##### DOCUMENT EXTRACT

Investment Lessons from the University of Maryland Baltimore County “Retrievers”
The most dramatic game of the 2018 NCAA Men’s Basketball tournament thus far was the victory of 16th seeded University of Maryland Baltimore County (UMBC) over the (overall) number one seeded University of Virginia (UVA). For those not familiar, the NCAA tournament is a 64-team tournament, split into 4 regions. Within each region, teams are initially seeded or ranked from 1 to 16 – the higher the seeding, the better the team.
Based on probability, UMBC was not supposed to win the game and UVA was not supposed to lose the game. There have been 135 previous matchups between #1 and #16 seeds over the last 30+ years and the #16 seed has never won. Ever. Because of this fact, 99.4% of all NCAA brackets had picked UVA to win the game. But that’s not what happened. It was the thrill of victory for Baltimore and the agony of defeat for Charlottesville.

##########
##### PROVIDED RECORDS

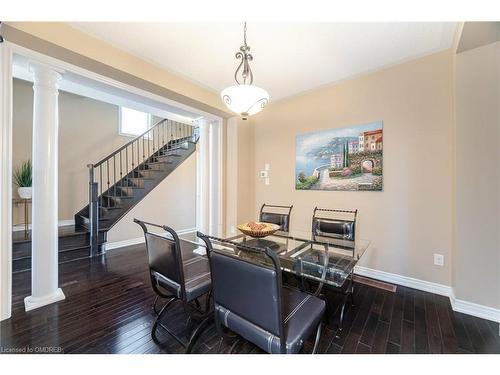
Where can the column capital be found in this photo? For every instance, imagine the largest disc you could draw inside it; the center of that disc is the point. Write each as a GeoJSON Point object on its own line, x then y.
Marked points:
{"type": "Point", "coordinates": [45, 75]}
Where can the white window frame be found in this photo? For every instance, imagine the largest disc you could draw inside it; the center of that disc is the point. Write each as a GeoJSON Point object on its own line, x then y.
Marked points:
{"type": "Point", "coordinates": [129, 135]}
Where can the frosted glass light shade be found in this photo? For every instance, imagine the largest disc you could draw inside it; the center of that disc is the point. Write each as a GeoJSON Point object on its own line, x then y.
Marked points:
{"type": "Point", "coordinates": [245, 100]}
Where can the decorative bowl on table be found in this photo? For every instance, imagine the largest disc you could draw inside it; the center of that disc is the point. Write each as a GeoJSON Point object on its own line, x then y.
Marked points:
{"type": "Point", "coordinates": [258, 229]}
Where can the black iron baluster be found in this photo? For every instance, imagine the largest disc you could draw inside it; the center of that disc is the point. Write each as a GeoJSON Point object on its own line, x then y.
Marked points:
{"type": "Point", "coordinates": [107, 167]}
{"type": "Point", "coordinates": [100, 182]}
{"type": "Point", "coordinates": [114, 175]}
{"type": "Point", "coordinates": [132, 155]}
{"type": "Point", "coordinates": [121, 173]}
{"type": "Point", "coordinates": [149, 141]}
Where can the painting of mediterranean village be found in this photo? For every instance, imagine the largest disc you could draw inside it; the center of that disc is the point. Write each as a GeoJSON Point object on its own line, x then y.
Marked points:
{"type": "Point", "coordinates": [340, 159]}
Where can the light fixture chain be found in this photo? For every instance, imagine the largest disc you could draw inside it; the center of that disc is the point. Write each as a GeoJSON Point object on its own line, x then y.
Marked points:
{"type": "Point", "coordinates": [245, 33]}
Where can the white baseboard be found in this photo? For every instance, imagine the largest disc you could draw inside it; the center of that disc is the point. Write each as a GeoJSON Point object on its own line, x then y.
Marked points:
{"type": "Point", "coordinates": [474, 309]}
{"type": "Point", "coordinates": [61, 223]}
{"type": "Point", "coordinates": [410, 282]}
{"type": "Point", "coordinates": [138, 240]}
{"type": "Point", "coordinates": [465, 307]}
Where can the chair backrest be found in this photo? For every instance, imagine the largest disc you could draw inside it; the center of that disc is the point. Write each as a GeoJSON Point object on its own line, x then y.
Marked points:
{"type": "Point", "coordinates": [334, 223]}
{"type": "Point", "coordinates": [249, 289]}
{"type": "Point", "coordinates": [275, 214]}
{"type": "Point", "coordinates": [164, 254]}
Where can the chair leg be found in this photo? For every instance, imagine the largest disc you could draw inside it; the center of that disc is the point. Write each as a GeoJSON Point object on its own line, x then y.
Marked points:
{"type": "Point", "coordinates": [197, 332]}
{"type": "Point", "coordinates": [157, 320]}
{"type": "Point", "coordinates": [342, 313]}
{"type": "Point", "coordinates": [154, 305]}
{"type": "Point", "coordinates": [318, 336]}
{"type": "Point", "coordinates": [233, 347]}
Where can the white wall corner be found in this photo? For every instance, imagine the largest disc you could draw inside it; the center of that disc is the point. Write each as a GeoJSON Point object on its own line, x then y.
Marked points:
{"type": "Point", "coordinates": [474, 309]}
{"type": "Point", "coordinates": [465, 307]}
{"type": "Point", "coordinates": [410, 282]}
{"type": "Point", "coordinates": [6, 178]}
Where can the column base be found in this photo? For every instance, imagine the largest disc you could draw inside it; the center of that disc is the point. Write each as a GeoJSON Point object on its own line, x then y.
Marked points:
{"type": "Point", "coordinates": [31, 303]}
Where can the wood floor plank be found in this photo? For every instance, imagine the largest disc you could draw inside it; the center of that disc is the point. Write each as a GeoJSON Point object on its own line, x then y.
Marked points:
{"type": "Point", "coordinates": [380, 338]}
{"type": "Point", "coordinates": [432, 323]}
{"type": "Point", "coordinates": [408, 337]}
{"type": "Point", "coordinates": [450, 343]}
{"type": "Point", "coordinates": [421, 336]}
{"type": "Point", "coordinates": [397, 317]}
{"type": "Point", "coordinates": [108, 310]}
{"type": "Point", "coordinates": [409, 305]}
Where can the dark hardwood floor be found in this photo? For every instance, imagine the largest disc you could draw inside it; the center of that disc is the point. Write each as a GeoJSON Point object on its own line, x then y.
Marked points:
{"type": "Point", "coordinates": [108, 310]}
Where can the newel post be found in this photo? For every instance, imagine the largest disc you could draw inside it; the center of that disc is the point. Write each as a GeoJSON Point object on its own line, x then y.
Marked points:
{"type": "Point", "coordinates": [93, 213]}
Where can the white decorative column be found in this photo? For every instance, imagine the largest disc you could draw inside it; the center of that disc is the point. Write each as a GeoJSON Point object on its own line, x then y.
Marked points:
{"type": "Point", "coordinates": [203, 180]}
{"type": "Point", "coordinates": [44, 242]}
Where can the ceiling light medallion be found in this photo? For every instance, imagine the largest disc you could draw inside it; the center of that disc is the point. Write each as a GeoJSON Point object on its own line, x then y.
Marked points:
{"type": "Point", "coordinates": [244, 98]}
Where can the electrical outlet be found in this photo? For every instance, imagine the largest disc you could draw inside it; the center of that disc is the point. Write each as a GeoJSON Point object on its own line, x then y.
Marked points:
{"type": "Point", "coordinates": [439, 259]}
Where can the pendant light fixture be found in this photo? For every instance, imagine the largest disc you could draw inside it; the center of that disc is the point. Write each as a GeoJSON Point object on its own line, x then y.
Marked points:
{"type": "Point", "coordinates": [244, 98]}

##########

■ TASK DETAILS ■
Supply the next part of the article on investment lessons from UMBC's upset of Virginia, picking up after its last sentence.

■ RESPONSE FOR THIS EXERCISE ■
I don’t follow college basketball as much as I used to. I’m a casual fan but this game got me thinking about statistics, and biases, and investment philosophy. The game was a fantastic spectacle full of investment lessons for us all, starting with…
#1 The rare circumstance can happen, but it’s rare for a reason.
The first lesson is that we don’t want to take on unnecessary risk by chasing stocks that we heard someone talk about on the radio or TV. We ought not try to build wealth by hitting “home-runs.” Could we possibly identify the next Amazon, Facebook, Google, or Apple before their share prices exploded? Maybe, but the odds are certainly not in our favor. It may seem obvious in retrospect later, but it wasn’t obvious beforehand. Better to stick with the steady and prudent approach to accumulating wealth that has stood the test of time.
I saw an online image of a ticket from a sports book that shows an $800 bet on UMBC that resulted in a payout of $16,800. It’s so enticing – all I had to do was bet $800 and I would have made back 20 times that amount. Well you would have, on this bet. If you had bet the same $800 on all the previous #1 vs. #16 seed games, you would have lost $108,000. Suddenly the $16,800 payoff doesn’t seem that great.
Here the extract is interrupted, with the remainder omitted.